- _TASK PROMPT_
Present the entries below as a Markdown table with the columns Row and Line. Number each line in order and leave out any blank lines.

- _STORED RECORDS_
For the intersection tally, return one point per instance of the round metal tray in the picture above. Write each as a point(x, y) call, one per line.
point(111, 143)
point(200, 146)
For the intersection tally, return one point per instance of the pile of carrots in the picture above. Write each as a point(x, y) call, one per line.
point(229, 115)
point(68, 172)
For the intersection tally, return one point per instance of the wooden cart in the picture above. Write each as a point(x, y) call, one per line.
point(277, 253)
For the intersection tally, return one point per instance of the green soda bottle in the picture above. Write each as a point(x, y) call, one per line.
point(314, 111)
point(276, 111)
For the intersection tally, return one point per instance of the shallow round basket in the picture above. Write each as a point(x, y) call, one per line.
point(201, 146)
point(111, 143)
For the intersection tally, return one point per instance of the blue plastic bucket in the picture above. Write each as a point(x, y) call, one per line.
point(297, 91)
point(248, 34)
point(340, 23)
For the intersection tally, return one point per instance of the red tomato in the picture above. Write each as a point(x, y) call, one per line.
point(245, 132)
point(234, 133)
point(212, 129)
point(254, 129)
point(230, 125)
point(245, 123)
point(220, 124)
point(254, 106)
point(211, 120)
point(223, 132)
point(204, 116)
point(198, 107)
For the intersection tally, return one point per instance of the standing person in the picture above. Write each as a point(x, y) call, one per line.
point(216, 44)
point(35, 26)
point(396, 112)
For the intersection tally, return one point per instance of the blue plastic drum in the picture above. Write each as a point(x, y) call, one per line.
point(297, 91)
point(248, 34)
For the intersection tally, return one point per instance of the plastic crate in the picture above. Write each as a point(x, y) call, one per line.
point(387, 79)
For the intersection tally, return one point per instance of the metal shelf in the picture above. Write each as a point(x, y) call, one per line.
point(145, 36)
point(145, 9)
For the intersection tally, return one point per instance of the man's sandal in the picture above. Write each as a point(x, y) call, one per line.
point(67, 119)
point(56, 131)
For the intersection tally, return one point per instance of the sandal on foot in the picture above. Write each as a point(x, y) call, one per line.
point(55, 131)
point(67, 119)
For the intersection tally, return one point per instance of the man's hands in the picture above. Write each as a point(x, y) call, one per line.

- _REPLY TO THE EXERCISE_
| Row | Line |
|---|---|
| 1 | For the intersection tally, return one point per instance of the round metal tray in the picture above. Write each as a point(x, y) call, one per line. |
| 2 | point(111, 143) |
| 3 | point(200, 146) |
| 4 | For the intersection tally, return one point per instance of the pile of carrots in the picture above. Write each as a point(x, y) call, one per line. |
| 5 | point(229, 115) |
| 6 | point(68, 172) |
| 7 | For the intersection tally, return one point per instance of the wooden cart in the picture above. Write each as a point(x, y) call, one per line. |
| 8 | point(277, 253) |
| 9 | For the intersection tally, return one point per instance of the green soda bottle in the picture above. Write each as a point(x, y) call, one per line. |
| 10 | point(314, 111) |
| 11 | point(276, 111) |
| 12 | For the intersection tally, return one point per instance of the shallow round basket in the picture above. Write each as a point(x, y) call, one per line. |
| 13 | point(201, 146) |
| 14 | point(111, 143) |
| 15 | For the intersection tally, return one point per instance of the blue plastic bucket in the picture above. Write each as a point(x, y) call, one per line. |
| 16 | point(297, 91) |
| 17 | point(248, 34) |
| 18 | point(340, 23) |
| 19 | For the intersection tally, return one point per instance of the red tomato in the picture above. Write each as a point(x, y) call, one per line. |
| 20 | point(245, 132) |
| 21 | point(234, 133) |
| 22 | point(212, 129) |
| 23 | point(254, 129) |
| 24 | point(230, 125) |
| 25 | point(245, 123) |
| 26 | point(220, 124) |
| 27 | point(254, 106) |
| 28 | point(211, 120) |
| 29 | point(223, 132) |
| 30 | point(204, 116) |
| 31 | point(198, 107) |
| 32 | For the intersection tally, return one point per instance of the standing person in the picture above. Write each as a point(x, y) call, one per line. |
| 33 | point(216, 44) |
| 34 | point(35, 26) |
| 35 | point(396, 112) |
| 36 | For the intersection tally, return one point per instance of the blue plastic drum in the picture above. Write each as a point(x, y) call, one per line. |
| 37 | point(297, 91) |
| 38 | point(248, 34) |
| 39 | For the intersection tally, return one point per instance of the plastic crate in the picture above. Write each as a point(x, y) call, one per line. |
| 40 | point(387, 79) |
| 41 | For the intersection tally, return one point per instance of the metal shelf in the picture above. Write each as a point(x, y) call, one per line. |
| 42 | point(145, 36) |
| 43 | point(145, 9) |
| 44 | For the intersection tally, return one point per instance of the man's sandal in the picture above. Write each as a point(x, y) call, one per line. |
| 45 | point(67, 119) |
| 46 | point(56, 131) |
| 47 | For the intersection tally, return one point per instance of the sandal on foot in the picture above. Write each as a point(x, y) call, one per line. |
| 48 | point(55, 131) |
| 49 | point(67, 119) |
| 50 | For the intersection tally, return one point per instance of the man's hands in the picture above. Write each as a point(x, y) call, one per line. |